__Aim of the exercise__. Pictures aside, repeat every entry exactly.

Given entries start

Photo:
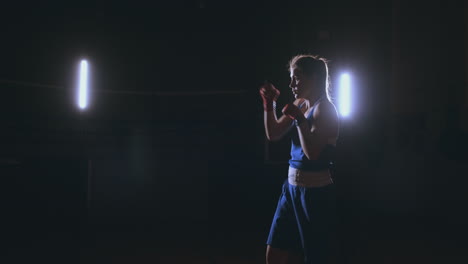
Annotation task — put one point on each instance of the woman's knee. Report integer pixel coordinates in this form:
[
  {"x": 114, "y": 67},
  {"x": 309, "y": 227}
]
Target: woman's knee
[{"x": 276, "y": 255}]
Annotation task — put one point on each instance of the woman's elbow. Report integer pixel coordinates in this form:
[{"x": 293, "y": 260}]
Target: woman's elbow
[
  {"x": 311, "y": 155},
  {"x": 272, "y": 137}
]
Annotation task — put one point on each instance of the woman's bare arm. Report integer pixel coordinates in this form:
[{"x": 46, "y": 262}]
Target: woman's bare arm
[
  {"x": 325, "y": 127},
  {"x": 276, "y": 128}
]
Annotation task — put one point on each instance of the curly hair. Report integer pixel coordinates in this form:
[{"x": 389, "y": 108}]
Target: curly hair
[{"x": 313, "y": 65}]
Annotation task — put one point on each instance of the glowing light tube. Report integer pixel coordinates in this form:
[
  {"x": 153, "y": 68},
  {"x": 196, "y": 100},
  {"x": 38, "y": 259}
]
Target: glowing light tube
[
  {"x": 345, "y": 95},
  {"x": 83, "y": 85}
]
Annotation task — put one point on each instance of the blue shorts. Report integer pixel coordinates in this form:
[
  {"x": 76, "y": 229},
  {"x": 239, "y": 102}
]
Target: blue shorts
[{"x": 304, "y": 221}]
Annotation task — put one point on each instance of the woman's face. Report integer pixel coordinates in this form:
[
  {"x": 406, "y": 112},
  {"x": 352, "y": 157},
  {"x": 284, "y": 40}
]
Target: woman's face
[{"x": 301, "y": 85}]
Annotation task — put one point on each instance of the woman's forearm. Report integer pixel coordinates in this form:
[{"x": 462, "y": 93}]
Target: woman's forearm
[
  {"x": 308, "y": 144},
  {"x": 271, "y": 124}
]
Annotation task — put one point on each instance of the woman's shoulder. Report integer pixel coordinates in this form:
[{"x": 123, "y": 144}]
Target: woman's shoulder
[{"x": 325, "y": 108}]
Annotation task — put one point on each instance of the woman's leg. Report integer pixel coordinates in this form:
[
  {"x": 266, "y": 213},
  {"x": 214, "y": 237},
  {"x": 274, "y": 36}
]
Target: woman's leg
[{"x": 281, "y": 256}]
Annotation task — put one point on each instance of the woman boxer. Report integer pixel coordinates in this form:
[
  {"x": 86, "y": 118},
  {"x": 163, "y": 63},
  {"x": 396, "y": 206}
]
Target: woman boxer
[{"x": 303, "y": 219}]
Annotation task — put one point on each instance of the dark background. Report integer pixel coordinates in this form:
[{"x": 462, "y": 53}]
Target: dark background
[{"x": 170, "y": 164}]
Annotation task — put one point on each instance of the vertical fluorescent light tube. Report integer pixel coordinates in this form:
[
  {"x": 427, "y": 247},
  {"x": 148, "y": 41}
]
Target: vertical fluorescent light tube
[
  {"x": 345, "y": 95},
  {"x": 83, "y": 86}
]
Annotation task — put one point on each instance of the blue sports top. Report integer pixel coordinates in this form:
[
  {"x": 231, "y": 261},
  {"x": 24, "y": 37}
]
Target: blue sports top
[{"x": 300, "y": 161}]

Given entries end

__Answer in full__.
Photo:
Annotation task — put one point on each instance of the woman's knee. Report integer pixel coordinates in this form:
[
  {"x": 114, "y": 67},
  {"x": 309, "y": 227}
]
Target: woman's knee
[{"x": 276, "y": 255}]
Annotation task — put one point on each instance of the woman's elbow. Report integer pixel coordinates in this form:
[{"x": 293, "y": 260}]
Target: woman's elbow
[
  {"x": 311, "y": 155},
  {"x": 272, "y": 137}
]
Annotation task — put one point on each instance of the woman's bare arm. Report integer pixel coordinates in this form:
[{"x": 46, "y": 262}]
Target: woman's bare arm
[
  {"x": 325, "y": 127},
  {"x": 276, "y": 128}
]
Annotation task — put one point on each instance of the curly hair. Report integer pixel coordinates in this form:
[{"x": 389, "y": 108}]
Target: curly hair
[{"x": 313, "y": 65}]
Annotation task — put one point on each instance of the glowing light tube. Report integer pixel coordinates in this form:
[
  {"x": 153, "y": 68},
  {"x": 196, "y": 100},
  {"x": 38, "y": 259}
]
Target: glowing light tube
[
  {"x": 345, "y": 95},
  {"x": 83, "y": 85}
]
Annotation task — put one point on each instance of the blue shorts. Report integer pixel coordinates in this form:
[
  {"x": 76, "y": 229},
  {"x": 239, "y": 102}
]
Target: blue shorts
[{"x": 304, "y": 221}]
Annotation task — put one point on each instance of the woman's face. Report integer pixel coordinates in this form:
[
  {"x": 406, "y": 112},
  {"x": 352, "y": 157},
  {"x": 284, "y": 40}
]
Target: woman's face
[{"x": 301, "y": 85}]
Annotation task — put one point on each instance of the woman's forearm. Report integer pixel coordinates in this form:
[{"x": 462, "y": 93}]
Target: woman's forearm
[
  {"x": 308, "y": 144},
  {"x": 271, "y": 124}
]
Annotation task — put one point on each instance of the woman's shoulder. Report integer pixel coordinates in this form:
[{"x": 123, "y": 144}]
Target: woman's shoulder
[{"x": 325, "y": 108}]
Annotation task — put one point on each instance of the woman's leg. Report integer pixel coordinates in this form:
[
  {"x": 266, "y": 213},
  {"x": 214, "y": 237},
  {"x": 274, "y": 36}
]
Target: woman's leg
[{"x": 281, "y": 256}]
Annotation task — put one point on each instance of the woman boxer. Report integer pixel coordinates in this form:
[
  {"x": 86, "y": 118},
  {"x": 163, "y": 63},
  {"x": 396, "y": 206}
]
Target: woman boxer
[{"x": 303, "y": 219}]
Annotation task — put one point on each instance of the dark background. Report integer pixel coordinates in this form:
[{"x": 462, "y": 53}]
Target: dark background
[{"x": 170, "y": 164}]
Annotation task — put one point on each instance of the vertical fluorescent light tube. Report integer pixel coordinates in this form:
[
  {"x": 427, "y": 247},
  {"x": 148, "y": 41}
]
Target: vertical fluorescent light tube
[
  {"x": 345, "y": 95},
  {"x": 83, "y": 86}
]
Annotation task — put one point on each instance of the blue sports top. Report integer pixel coordinates in this form:
[
  {"x": 231, "y": 261},
  {"x": 24, "y": 37}
]
Target: blue sports top
[{"x": 300, "y": 161}]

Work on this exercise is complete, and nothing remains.